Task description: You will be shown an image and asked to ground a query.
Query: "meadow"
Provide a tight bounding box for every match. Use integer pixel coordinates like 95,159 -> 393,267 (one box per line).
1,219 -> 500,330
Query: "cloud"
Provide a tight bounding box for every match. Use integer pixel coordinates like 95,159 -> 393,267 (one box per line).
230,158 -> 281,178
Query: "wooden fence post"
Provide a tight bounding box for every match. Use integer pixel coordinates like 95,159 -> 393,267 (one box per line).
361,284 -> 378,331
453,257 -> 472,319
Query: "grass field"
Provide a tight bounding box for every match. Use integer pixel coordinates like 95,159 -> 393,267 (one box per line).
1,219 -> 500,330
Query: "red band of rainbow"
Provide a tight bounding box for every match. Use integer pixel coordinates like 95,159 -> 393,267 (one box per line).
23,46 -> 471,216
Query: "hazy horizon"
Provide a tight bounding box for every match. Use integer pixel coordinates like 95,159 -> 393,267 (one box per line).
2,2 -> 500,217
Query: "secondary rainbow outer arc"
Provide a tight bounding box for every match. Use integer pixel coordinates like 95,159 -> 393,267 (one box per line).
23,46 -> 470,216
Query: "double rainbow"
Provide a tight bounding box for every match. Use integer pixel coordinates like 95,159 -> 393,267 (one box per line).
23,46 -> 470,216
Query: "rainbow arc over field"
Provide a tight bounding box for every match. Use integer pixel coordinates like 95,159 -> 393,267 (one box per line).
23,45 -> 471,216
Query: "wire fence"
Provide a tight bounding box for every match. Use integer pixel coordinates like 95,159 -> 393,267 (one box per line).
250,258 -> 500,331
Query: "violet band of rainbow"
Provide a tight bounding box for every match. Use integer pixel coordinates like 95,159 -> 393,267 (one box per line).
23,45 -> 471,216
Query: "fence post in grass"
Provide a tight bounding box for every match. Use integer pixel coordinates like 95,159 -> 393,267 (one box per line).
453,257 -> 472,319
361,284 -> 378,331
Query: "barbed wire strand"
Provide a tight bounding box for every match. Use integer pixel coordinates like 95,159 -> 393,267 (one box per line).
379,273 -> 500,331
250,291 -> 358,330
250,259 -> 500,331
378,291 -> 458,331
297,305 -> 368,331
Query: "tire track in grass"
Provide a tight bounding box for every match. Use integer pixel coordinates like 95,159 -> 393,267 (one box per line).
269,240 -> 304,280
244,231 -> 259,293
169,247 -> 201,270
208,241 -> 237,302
^^^^^^^^
Repeat the data verbatim.

Task description: You will be shown an image and asked to ground a query.
Query: "meadow"
Provide a tight bounding box for every match. Use integer pixel coordinates like 95,159 -> 393,267 (one box per line).
1,219 -> 500,330
Query: "cloud"
Provide a tight bounding box for every match. Use integer pixel coordinates like 95,159 -> 393,267 (one box per line).
230,158 -> 281,178
Query: "wooden fence post"
Provide a tight bounding box for every match. Use integer pixel coordinates like 95,159 -> 393,267 (one box per line).
361,284 -> 378,331
453,257 -> 472,319
Query: "grass field"
Provide a tight bounding box for every match. Use integer pixel coordinates like 95,159 -> 393,267 (one box per line).
1,219 -> 500,330
Query: "red band of rainbow"
Provide a tight bounding box for every match. Use integer pixel coordinates like 95,159 -> 393,267 (one box per line).
23,46 -> 471,216
Query: "hazy horizon"
Provide a tight bounding box for every match. Use integer pixel coordinates like 95,159 -> 393,267 (one box per line).
2,2 -> 500,217
Query: "secondary rainbow outer arc"
Provide a tight bounding box for every match. Use integer pixel coordinates like 95,159 -> 393,267 (one box per line).
23,46 -> 470,216
Query: "double rainbow"
Provide a tight bounding box for every match. Use integer pixel coordinates like 95,159 -> 393,267 (one box per line).
23,46 -> 470,216
Query: "rainbow arc over field"
Provide a tight bounding box for every match. Use integer pixel coordinates like 95,159 -> 393,267 (one box per line).
23,45 -> 471,216
Query: "wire fence"
Provide a tight bounding box for every match. Use integer pixel coordinates like 95,159 -> 393,267 (one box per line).
250,258 -> 500,331
Query: "violet band of rainbow"
Provide a tight bounding box for every match. Use integer pixel coordinates like 95,159 -> 393,267 (one box per line).
23,45 -> 471,216
Query: "fence post in grass"
Provide a tight bounding box for every match. Use integer pixel coordinates like 95,159 -> 393,267 (one box per line).
453,257 -> 472,319
361,284 -> 378,331
Query: "barbed wire strand"
Provide a tight bounding box for every match. Use integer pixel coordinates like 95,159 -> 393,267 (one box per line).
379,273 -> 500,331
250,291 -> 358,330
250,259 -> 500,331
378,291 -> 458,331
297,305 -> 368,331
Query: "tire track in grass"
Provide a tight bounding box for every match. Use integer pixel coordinates like 95,159 -> 393,267 (one box per line).
269,240 -> 304,280
244,231 -> 259,293
169,247 -> 201,270
208,241 -> 237,302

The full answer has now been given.